• _TASK LIST_
1 – Rewrite the paragraph beginning "In this article" from the passage on CD146⁺ pericytes and blood stem cells more briefly, keeping its main findings.
2 – Carry on the passage on CD146⁺ pericytes and blood stem cells, starting after its last sentence.

• _QUOTED PASSAGE_
====

In this article,¹  Corselli et al first demonstrate that CD146⁺ pericytes from human adult adipose and fetal bone marrow express molecules that are well-known markers of HSC-supportive pericytes in the mouse bone marrow. In cocultures with cord blood lineage-negative CD34⁺ HSCs, sorted CD146⁺ pericytes from these 2 tissues are much better at maintaining production of human leukocytes and CD34⁺ hematopoietic stem and progenitor cells than CD146⁻ stromal cells or unfractionated plastic-adherent mesenchymal stromal cells (see figure). Most importantly, sorted CD146⁺ pericytes could maintain human HSCs that engraft immunodeficient mice and serially transplant, the hallmarks of long-term reconstituting human HSCs. In sharp contrast, CD146⁻ and unfractionated bone marrow mesenchymal stromal cells could not.

====

• _LISTED ENTRIES_
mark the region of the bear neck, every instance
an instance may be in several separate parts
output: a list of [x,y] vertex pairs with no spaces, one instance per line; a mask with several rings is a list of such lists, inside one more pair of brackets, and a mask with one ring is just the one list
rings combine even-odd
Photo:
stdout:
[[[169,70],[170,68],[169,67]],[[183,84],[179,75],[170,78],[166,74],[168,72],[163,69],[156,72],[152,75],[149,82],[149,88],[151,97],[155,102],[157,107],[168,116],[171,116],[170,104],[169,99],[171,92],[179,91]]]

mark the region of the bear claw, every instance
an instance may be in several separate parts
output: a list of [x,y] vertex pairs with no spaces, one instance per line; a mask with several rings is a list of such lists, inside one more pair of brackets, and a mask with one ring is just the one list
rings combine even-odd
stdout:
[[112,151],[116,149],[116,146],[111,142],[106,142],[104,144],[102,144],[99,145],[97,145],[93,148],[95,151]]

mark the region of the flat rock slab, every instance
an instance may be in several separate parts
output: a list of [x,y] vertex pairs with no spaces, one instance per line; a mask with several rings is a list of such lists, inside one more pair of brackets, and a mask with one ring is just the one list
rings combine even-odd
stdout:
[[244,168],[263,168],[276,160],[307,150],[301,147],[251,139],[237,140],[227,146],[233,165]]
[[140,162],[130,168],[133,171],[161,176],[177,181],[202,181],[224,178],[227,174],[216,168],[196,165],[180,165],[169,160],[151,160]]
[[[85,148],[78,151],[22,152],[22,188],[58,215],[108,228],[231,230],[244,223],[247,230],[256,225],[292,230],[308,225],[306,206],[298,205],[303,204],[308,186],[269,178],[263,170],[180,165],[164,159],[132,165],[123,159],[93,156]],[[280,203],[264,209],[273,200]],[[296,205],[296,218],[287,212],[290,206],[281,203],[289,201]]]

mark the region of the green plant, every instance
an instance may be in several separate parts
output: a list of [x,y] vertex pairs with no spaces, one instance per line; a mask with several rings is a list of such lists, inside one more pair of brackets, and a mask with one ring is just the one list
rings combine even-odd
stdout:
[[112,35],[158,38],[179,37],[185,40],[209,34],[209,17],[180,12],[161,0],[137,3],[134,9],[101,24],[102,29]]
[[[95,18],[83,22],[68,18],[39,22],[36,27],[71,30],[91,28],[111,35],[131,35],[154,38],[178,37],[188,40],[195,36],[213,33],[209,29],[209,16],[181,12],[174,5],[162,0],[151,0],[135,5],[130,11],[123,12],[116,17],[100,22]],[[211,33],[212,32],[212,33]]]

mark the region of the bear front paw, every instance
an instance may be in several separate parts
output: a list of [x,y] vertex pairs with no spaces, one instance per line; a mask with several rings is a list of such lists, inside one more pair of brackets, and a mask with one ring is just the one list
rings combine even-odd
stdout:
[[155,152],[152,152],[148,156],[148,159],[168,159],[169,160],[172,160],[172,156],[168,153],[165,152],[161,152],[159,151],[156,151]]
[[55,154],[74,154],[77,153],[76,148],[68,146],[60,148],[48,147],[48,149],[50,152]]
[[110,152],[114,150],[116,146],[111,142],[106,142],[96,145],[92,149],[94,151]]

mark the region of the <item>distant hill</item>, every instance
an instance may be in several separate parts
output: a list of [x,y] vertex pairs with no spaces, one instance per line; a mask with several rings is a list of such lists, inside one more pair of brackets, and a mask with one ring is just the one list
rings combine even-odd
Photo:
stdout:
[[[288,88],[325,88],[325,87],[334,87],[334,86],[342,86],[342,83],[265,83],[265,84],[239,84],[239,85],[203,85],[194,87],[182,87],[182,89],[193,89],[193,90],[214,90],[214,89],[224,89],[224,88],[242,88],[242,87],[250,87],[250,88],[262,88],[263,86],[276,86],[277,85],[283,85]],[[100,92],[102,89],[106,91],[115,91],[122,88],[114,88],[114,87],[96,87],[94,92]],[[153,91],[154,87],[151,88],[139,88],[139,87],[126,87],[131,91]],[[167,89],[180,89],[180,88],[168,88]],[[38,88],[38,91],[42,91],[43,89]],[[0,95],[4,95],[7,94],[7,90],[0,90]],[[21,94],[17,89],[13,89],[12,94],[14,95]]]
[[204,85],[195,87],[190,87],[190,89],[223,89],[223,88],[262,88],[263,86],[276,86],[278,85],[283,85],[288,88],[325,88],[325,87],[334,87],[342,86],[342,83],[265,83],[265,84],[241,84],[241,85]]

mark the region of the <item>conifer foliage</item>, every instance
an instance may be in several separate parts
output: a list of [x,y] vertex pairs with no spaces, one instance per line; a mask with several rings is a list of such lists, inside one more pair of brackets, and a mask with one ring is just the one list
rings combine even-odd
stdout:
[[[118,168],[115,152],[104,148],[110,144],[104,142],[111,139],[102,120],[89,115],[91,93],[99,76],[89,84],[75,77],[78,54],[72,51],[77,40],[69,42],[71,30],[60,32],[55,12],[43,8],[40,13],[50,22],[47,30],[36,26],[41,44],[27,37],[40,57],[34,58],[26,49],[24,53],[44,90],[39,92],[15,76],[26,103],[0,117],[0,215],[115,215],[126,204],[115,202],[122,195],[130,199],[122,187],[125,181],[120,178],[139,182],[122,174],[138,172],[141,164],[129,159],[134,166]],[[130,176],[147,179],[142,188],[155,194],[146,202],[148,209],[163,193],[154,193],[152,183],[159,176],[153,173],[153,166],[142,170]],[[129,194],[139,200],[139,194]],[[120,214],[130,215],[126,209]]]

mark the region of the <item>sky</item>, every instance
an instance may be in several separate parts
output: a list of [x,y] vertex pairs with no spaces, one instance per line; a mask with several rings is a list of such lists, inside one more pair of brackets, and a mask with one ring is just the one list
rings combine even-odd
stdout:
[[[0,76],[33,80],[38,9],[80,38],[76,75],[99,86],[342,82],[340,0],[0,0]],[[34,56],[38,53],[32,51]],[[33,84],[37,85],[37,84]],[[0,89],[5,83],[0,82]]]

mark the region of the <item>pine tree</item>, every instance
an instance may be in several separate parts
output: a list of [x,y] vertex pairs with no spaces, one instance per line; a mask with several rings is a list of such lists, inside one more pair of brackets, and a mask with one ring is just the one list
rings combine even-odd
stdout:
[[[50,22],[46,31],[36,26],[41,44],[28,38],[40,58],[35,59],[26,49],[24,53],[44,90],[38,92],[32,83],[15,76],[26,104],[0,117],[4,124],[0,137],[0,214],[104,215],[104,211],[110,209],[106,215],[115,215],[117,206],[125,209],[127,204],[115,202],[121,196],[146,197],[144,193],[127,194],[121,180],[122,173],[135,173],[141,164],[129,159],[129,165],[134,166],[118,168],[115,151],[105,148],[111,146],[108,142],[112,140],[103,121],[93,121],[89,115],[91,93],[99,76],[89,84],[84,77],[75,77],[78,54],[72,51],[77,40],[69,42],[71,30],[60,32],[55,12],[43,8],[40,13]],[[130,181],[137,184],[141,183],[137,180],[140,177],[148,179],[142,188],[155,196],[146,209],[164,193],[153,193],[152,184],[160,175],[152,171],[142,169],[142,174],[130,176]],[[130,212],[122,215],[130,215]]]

====

• _RESPONSES TO THE EXERCISE_
1 – Corselli et al show that CD146⁺ pericytes from human adult adipose tissue and fetal bone marrow express known markers of HSC-supportive pericytes in mouse bone marrow. In cocultures with cord blood lineage-negative CD34⁺ HSCs, sorted CD146⁺ pericytes from both tissues sustain production of human leukocytes and CD34⁺ hematopoietic stem and progenitor cells much better than CD146⁻ stromal cells or unfractionated plastic-adherent mesenchymal stromal cells. Most importantly, the CD146⁺ pericytes maintained human HSCs that engraft immunodeficient mice and serially transplant, the hallmarks of long-term reconstituting human HSCs. CD146⁻ and unfractionated bone marrow mesenchymal stromal cells could not.

2 –
Another important point of the Corselli article is that human HSCs did not require the addition of exogenous recombinant cytokines to be maintained by CD146⁺ pericytes for 2 weeks. Therefore, these pericytes provide the necessary factors for HSCs to survive, proliferate, and generate differentiated leukocytes while maintaining a pool of undifferentiated reconstituting HSCs. Finally, the supportive effect of CD146⁺ pericytes required cell-cell contact and was mediated in part by the transmembrane Notch ligand Jagged-1, abundantly expressed at the surface of these pericytes, interacting with its receptor Notch1 expressed on HSCs. Indeed, anti-Notch1 antibodies and DAPT (N-[(3,5-Difluorophenyl)acetyl]-L-alanyl-2-phenyl]glycine-1,1-dimethylethyl ester), an inhibitor of γ-secretase that is necessary to Notch signaling, both inhibited HSC support by sorted pericytes. These results provide compelling evidence that CD146⁺ from adult and fetal tissues support and maintain human HSCs in vitro. These conclusions are congruent with observations in the mouse also showing that pericytes are necessary to maintain HSCs in the mouse bone marrow in vivo. Indeed, conditional deletion of the Kitl gene, which encodes the ligand of the tyrosine kinase c-kit, in pericytes,⁶  or ablation of nestin-positive pericytes⁷  compromise the maintenance of HSCs in the mouse bone marrow.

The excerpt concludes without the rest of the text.